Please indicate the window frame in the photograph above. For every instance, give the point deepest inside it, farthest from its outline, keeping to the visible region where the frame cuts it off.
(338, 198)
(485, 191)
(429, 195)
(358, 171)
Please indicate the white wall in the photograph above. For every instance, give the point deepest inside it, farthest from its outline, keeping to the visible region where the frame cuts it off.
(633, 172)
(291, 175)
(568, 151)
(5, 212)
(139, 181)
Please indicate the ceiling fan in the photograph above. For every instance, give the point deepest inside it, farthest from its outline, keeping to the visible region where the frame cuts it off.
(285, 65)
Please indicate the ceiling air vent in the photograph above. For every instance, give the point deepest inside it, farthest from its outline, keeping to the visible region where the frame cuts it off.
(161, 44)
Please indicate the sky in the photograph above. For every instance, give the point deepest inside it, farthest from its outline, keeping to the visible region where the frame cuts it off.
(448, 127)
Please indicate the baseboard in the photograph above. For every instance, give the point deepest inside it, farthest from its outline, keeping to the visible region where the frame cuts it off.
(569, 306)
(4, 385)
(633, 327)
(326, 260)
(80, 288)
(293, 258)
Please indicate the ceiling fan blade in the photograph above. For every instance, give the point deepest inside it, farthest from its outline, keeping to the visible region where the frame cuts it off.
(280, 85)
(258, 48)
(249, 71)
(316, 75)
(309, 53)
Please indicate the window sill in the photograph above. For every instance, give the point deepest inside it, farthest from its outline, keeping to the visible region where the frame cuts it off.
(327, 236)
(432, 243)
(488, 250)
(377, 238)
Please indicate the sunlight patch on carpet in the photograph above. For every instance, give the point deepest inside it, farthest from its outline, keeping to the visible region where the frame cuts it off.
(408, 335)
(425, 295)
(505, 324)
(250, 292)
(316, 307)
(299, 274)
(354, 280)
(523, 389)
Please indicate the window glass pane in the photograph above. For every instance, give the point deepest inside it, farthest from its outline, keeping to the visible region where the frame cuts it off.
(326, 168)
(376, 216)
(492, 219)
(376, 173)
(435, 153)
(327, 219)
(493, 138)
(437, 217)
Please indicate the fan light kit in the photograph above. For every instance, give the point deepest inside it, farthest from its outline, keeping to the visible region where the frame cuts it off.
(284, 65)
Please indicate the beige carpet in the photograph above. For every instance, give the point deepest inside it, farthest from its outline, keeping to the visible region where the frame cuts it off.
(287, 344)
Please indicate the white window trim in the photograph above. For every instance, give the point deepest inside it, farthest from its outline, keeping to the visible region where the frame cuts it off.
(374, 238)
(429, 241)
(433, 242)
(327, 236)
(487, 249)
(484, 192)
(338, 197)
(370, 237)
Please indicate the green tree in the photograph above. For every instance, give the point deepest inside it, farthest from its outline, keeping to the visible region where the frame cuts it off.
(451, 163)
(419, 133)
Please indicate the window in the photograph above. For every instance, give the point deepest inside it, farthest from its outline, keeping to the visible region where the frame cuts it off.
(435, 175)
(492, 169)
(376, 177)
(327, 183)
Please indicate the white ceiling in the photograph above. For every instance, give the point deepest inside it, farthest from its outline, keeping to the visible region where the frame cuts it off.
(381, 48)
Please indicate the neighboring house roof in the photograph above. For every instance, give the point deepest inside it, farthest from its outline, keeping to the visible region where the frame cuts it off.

◆ **Work task**: Your reply should contain each entry, copied without alteration.

◆ **Solution for this problem**:
Please indicate the window frame in the photograph above. For every instance, give the point deepest inside it, farthest from its outline, keeping to the visible region where the frame cuts it off.
(338, 198)
(485, 191)
(429, 195)
(358, 171)
Please indicate the white wall in the photograph above. For every instance, give the point deepest inside it, farthest from its outline, keeping to the visible region where the frame cuts it off.
(633, 172)
(291, 175)
(568, 151)
(5, 212)
(139, 181)
Please indicate the ceiling fan in the photograph above. For every instance, give the point deepest inside it, farthest from its outline, keeping to the visible region where the frame cuts it off.
(285, 65)
Please indicate the ceiling air vent in the photograph above. For every instance, give the point deepest inside it, farthest from its outline, keeping to the visible region where the frame cuts it off.
(161, 44)
Please indicate the sky in the photograph above. For every instance, give the point deepest inside it, farthest from its outline, keeping to the visible region where the frame cuts it off.
(448, 127)
Please indicate the baseboard in the photograph above. For every instance, give the point deepest inside it, farthest from its outline, keeping to the visible region where the frame cuts it off.
(569, 306)
(4, 385)
(633, 327)
(326, 260)
(80, 288)
(293, 258)
Please indicate the ceiling fan blade in the photograph above. For every instance, give the point deepest inside it, farthest from its outline, keeping to the visible region where the frame cuts it off.
(280, 85)
(258, 48)
(249, 71)
(316, 75)
(309, 53)
Please indicate the window sill in the photograph above. For every instance, give the point deepest inside it, farthest from its outline, keeping to the visible region where the frame cuts it off.
(327, 236)
(432, 243)
(488, 250)
(377, 238)
Please indicate the sunlight patch on carpet in the photograph above. For every instance, give the point deepest inside it, farthest from its outline, keeping to the visible region where the frame cuts it off.
(408, 335)
(425, 295)
(505, 324)
(250, 292)
(316, 307)
(299, 274)
(354, 280)
(523, 389)
Please indicate the window glass pane in the photograph above. For every instance, give the point deepest inside it, farthest from its outline, keeping to the visible region where the frame cuts it off.
(326, 168)
(376, 216)
(492, 219)
(376, 173)
(435, 153)
(327, 219)
(493, 138)
(437, 217)
Please indicate the fan light kit in the photograph above. For every instance, give the point deepest inside it, farthest from its outline, keeping to the visible region where the frame cuts it off.
(284, 65)
Please indicate the beige carpet in the photograph above. For every instance, give the point deepest inside it, farthest from its outline, keeping to the visible region where the frame cuts it off.
(287, 344)
Please indicate the white window trim in the photograph above. For every instance, give the point deepest inside it, farthest from its outline, keeping to the visible region where the frame cuts it off.
(374, 238)
(429, 241)
(433, 242)
(327, 236)
(487, 249)
(484, 192)
(338, 197)
(370, 237)
Please indicate the green tree in the photograph above. For every instance, give the point deepest inside it, farthest from its outline, keeping to the visible region where the frame cuts it off.
(451, 163)
(419, 133)
Please indicate the window in the photograph above. For every instance, give the point deepest inside it, farthest from its outline, keeping to the visible region where the frame cuts it off.
(435, 175)
(492, 169)
(376, 177)
(327, 183)
Please indicate the white ceiling in the photograph above. For every instance, give the point deepest inside it, farthest from its outline, keeping to the visible region where the frame cuts it off.
(381, 48)
Please indicate the neighboring house roof in the photograph above. For every instance, give the point deepest inside it, farthest from its outline, keeping to the visible region where the frame cuts it off.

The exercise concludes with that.